((

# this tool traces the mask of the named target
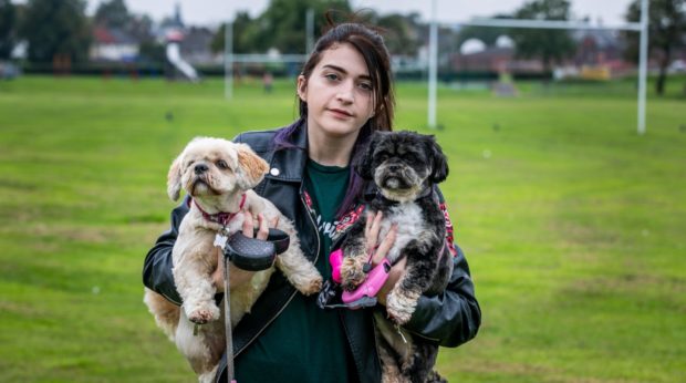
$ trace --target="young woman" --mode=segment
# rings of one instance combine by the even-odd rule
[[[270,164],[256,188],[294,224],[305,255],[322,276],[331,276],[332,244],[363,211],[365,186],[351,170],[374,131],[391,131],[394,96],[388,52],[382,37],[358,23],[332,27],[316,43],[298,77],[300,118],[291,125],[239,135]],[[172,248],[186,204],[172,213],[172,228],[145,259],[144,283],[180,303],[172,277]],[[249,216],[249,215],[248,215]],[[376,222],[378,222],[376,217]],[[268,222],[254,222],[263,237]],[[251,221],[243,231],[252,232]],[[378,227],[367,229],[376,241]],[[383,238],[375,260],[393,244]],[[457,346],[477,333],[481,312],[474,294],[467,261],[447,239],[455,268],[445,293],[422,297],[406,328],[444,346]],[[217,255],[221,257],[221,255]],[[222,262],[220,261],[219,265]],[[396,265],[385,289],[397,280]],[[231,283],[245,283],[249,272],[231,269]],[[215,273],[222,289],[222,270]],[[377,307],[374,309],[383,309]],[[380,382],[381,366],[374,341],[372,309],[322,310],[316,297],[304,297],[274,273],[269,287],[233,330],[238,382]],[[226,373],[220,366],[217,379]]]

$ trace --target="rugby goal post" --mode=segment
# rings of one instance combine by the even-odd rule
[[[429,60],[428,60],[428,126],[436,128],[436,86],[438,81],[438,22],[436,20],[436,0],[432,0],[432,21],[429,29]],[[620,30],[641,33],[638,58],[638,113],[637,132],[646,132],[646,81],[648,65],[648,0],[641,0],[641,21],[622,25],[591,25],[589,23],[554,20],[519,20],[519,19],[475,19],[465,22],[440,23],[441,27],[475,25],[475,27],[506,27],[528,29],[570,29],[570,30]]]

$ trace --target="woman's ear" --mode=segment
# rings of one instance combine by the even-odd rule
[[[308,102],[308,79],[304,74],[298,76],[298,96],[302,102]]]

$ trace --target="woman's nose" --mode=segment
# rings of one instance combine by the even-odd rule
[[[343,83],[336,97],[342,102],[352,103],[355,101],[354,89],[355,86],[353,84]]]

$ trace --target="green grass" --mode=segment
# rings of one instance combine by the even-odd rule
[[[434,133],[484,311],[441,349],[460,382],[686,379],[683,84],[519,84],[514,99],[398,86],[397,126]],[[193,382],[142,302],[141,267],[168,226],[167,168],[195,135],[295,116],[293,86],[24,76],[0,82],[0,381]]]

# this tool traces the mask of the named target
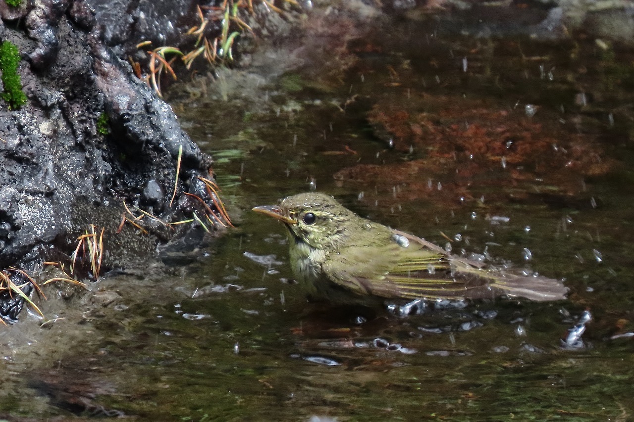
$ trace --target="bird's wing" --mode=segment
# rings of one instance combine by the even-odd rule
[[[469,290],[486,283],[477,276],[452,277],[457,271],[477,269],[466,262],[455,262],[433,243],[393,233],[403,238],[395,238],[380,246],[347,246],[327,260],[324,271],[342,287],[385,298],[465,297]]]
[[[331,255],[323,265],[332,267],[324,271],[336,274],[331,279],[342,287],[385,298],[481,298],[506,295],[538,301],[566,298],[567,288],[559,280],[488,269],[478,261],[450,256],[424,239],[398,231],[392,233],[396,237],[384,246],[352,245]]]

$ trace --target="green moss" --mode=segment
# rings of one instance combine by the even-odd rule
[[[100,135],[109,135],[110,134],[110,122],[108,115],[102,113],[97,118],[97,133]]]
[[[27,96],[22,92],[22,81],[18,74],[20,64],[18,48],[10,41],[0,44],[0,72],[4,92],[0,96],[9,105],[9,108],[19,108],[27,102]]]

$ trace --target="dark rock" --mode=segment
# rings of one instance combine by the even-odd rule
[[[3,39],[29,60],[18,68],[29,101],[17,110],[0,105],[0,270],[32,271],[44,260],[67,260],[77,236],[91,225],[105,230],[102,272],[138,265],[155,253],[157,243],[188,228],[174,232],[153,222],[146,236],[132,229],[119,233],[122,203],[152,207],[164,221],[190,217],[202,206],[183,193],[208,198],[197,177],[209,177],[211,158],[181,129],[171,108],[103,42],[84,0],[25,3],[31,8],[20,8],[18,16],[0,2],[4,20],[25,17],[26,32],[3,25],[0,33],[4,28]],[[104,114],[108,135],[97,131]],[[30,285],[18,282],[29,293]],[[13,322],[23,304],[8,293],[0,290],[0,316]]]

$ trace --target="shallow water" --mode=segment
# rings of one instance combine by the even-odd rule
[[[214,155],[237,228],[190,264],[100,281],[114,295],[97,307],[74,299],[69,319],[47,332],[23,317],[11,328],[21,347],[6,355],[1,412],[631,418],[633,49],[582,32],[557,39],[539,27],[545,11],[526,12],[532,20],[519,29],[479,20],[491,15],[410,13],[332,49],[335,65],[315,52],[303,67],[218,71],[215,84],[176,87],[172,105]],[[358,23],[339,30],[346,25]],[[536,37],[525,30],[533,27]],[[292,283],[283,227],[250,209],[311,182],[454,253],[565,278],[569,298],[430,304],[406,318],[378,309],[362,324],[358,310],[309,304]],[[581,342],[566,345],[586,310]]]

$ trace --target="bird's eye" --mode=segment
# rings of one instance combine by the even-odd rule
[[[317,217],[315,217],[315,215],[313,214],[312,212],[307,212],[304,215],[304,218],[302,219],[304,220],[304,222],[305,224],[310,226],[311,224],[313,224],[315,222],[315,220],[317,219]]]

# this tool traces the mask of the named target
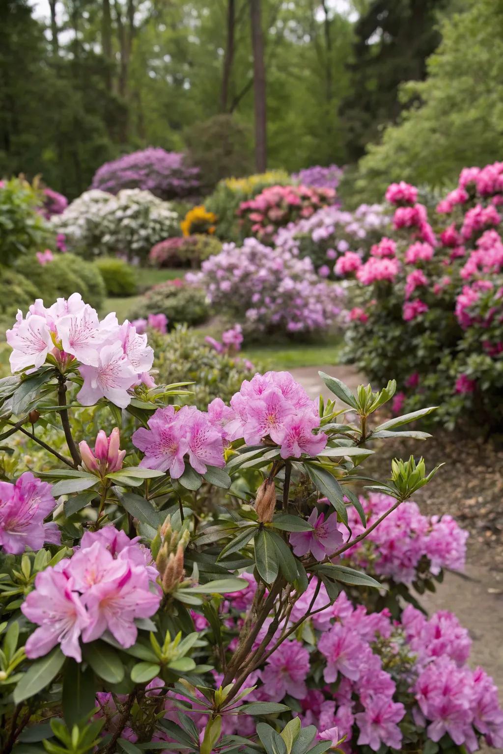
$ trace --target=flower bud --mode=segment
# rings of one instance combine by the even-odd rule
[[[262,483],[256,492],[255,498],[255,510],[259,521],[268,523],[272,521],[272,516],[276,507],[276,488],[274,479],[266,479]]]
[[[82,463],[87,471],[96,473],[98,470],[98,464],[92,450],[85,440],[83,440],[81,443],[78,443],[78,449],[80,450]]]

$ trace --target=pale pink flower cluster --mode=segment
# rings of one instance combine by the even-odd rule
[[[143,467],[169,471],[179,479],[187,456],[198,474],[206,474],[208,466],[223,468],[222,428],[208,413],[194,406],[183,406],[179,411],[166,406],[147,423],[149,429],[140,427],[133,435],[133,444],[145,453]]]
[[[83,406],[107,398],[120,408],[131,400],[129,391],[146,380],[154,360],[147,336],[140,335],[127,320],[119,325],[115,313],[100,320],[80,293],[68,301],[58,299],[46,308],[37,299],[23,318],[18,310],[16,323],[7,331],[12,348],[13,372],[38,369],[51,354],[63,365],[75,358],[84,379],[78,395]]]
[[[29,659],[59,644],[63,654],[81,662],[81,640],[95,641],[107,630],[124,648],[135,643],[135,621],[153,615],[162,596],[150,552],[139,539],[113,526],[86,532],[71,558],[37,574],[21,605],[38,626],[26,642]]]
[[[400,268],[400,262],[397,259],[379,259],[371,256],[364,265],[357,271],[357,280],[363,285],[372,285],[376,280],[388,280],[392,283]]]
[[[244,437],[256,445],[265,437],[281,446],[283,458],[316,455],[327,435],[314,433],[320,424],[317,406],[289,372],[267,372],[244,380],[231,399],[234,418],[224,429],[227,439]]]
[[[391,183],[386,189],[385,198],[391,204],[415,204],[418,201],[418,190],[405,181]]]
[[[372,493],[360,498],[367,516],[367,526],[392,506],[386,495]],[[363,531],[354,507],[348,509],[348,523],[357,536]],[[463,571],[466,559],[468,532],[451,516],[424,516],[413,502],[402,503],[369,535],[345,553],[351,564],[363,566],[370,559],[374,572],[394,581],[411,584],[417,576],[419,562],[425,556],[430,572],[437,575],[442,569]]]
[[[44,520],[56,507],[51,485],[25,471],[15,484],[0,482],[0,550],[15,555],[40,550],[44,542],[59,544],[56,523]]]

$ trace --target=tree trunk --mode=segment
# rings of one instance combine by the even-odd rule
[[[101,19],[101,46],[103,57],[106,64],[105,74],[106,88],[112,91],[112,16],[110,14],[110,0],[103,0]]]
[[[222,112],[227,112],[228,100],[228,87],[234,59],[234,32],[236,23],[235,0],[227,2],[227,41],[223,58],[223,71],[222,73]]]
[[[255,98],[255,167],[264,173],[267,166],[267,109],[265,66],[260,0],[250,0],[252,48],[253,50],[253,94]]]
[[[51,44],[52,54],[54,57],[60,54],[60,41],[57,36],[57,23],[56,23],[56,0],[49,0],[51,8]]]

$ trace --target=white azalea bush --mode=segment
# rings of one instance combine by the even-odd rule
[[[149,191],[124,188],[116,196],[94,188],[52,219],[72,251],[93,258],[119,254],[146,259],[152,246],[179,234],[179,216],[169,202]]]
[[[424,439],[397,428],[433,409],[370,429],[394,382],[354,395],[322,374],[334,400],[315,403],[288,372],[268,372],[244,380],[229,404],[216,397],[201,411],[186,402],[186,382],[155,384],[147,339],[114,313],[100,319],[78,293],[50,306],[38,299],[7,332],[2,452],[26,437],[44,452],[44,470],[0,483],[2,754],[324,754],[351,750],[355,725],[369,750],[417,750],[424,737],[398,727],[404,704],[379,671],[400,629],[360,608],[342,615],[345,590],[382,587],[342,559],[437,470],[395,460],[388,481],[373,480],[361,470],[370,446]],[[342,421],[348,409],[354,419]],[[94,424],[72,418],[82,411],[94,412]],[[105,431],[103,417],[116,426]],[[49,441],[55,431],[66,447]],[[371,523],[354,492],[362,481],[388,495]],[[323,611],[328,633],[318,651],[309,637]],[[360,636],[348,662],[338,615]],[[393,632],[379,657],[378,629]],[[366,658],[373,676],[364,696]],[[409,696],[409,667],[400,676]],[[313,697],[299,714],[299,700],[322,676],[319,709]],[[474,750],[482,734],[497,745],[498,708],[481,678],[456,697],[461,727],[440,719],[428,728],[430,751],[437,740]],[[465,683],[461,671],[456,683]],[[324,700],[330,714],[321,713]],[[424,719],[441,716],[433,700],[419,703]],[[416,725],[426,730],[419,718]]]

))
((

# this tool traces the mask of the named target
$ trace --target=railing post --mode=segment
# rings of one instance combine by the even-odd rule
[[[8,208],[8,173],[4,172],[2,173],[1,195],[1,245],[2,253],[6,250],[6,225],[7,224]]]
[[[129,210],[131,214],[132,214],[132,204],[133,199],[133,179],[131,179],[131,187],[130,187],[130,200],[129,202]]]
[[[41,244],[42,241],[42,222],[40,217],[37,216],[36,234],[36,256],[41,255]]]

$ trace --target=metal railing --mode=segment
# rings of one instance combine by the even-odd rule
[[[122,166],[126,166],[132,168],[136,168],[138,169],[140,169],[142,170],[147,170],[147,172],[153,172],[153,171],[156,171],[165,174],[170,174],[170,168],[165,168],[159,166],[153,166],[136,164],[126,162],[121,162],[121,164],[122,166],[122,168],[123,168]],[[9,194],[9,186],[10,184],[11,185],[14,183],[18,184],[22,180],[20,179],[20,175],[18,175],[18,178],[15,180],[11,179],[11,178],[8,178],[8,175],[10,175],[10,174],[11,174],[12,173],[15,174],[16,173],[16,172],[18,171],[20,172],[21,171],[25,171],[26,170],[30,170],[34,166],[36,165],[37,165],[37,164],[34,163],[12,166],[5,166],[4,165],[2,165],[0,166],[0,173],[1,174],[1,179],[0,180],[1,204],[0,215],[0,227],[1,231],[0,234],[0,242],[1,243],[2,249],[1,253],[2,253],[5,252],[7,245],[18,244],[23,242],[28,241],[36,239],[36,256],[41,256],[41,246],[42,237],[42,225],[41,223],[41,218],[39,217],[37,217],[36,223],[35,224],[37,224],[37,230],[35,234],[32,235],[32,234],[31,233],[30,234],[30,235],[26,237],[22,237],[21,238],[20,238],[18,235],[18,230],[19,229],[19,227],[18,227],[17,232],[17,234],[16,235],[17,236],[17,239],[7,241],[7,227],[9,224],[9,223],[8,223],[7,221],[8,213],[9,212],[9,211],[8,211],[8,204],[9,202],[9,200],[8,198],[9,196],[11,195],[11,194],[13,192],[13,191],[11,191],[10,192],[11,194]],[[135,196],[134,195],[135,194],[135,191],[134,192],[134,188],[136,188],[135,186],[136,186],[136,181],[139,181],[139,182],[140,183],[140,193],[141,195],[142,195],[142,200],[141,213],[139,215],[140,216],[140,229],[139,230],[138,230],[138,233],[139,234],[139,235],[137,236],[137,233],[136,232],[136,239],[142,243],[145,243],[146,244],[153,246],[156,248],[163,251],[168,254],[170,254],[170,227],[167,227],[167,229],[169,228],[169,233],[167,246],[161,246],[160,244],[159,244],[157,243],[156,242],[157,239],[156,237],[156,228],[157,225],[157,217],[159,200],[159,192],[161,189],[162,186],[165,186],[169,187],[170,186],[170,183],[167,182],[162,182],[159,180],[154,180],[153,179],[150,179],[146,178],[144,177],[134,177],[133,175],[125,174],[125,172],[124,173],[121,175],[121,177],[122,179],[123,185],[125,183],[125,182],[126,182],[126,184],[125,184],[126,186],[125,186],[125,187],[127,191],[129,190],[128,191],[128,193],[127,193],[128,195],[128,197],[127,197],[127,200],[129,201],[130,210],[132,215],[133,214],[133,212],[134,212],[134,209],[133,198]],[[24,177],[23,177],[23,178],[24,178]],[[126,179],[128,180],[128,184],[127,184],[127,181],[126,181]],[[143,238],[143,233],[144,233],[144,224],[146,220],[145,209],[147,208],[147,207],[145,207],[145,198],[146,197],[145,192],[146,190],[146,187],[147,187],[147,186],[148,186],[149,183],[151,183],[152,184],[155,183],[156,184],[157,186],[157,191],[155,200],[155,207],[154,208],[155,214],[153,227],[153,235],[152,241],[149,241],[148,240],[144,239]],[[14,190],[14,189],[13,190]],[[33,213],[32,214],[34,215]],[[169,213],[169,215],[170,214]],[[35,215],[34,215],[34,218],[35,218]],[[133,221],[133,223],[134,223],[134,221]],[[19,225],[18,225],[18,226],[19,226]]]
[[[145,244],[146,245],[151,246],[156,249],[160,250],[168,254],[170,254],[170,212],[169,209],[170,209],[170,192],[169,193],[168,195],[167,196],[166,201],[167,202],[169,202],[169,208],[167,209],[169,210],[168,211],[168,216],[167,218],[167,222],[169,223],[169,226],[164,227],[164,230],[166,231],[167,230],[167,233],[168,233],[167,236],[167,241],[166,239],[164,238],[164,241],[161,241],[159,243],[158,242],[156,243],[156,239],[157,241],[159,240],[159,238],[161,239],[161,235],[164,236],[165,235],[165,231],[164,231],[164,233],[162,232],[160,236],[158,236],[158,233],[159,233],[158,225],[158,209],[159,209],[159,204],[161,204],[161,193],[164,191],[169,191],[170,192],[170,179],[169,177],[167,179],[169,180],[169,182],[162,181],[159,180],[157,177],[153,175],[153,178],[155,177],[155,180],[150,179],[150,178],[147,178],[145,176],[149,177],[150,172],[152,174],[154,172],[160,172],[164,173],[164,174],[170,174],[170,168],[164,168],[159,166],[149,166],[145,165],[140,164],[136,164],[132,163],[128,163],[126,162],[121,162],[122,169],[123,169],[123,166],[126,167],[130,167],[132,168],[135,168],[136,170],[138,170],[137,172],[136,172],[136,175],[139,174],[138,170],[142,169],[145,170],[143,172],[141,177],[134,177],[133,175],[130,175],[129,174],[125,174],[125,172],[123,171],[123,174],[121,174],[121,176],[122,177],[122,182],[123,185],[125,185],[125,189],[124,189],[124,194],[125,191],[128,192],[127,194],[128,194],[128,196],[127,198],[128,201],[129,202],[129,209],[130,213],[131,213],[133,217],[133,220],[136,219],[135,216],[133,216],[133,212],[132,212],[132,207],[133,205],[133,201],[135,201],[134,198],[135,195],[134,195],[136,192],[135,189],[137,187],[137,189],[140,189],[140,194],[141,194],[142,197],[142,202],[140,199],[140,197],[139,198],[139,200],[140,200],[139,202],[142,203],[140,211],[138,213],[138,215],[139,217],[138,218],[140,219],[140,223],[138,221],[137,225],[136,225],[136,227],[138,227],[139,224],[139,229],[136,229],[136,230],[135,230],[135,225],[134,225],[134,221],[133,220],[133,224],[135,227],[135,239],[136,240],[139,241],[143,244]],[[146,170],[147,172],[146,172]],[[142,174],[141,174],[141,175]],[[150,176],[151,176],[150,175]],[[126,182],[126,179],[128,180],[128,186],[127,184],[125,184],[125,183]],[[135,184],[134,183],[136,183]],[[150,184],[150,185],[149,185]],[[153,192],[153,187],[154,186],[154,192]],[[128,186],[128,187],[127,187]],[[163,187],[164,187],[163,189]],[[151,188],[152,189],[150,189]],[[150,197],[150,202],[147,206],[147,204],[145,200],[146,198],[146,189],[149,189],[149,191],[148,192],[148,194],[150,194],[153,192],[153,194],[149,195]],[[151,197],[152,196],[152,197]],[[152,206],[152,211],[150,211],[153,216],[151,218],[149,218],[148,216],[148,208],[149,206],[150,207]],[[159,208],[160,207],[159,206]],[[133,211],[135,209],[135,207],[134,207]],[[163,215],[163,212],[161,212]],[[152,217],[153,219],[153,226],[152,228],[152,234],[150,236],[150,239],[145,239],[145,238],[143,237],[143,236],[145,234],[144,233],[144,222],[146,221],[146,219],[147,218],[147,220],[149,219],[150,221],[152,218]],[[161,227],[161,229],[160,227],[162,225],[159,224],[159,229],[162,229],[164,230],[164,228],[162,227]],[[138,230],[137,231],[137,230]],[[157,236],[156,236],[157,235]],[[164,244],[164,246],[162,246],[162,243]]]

))

▸ ЗАДАНИЕ
Найдите в записях выше все строки со словом «green» и перепишите их целиком. Регистр букв учитывается.

▸ РЕШЕНИЕ
$ trace --target="green grass" --mode=segment
$ trace --target="green moss" --mode=segment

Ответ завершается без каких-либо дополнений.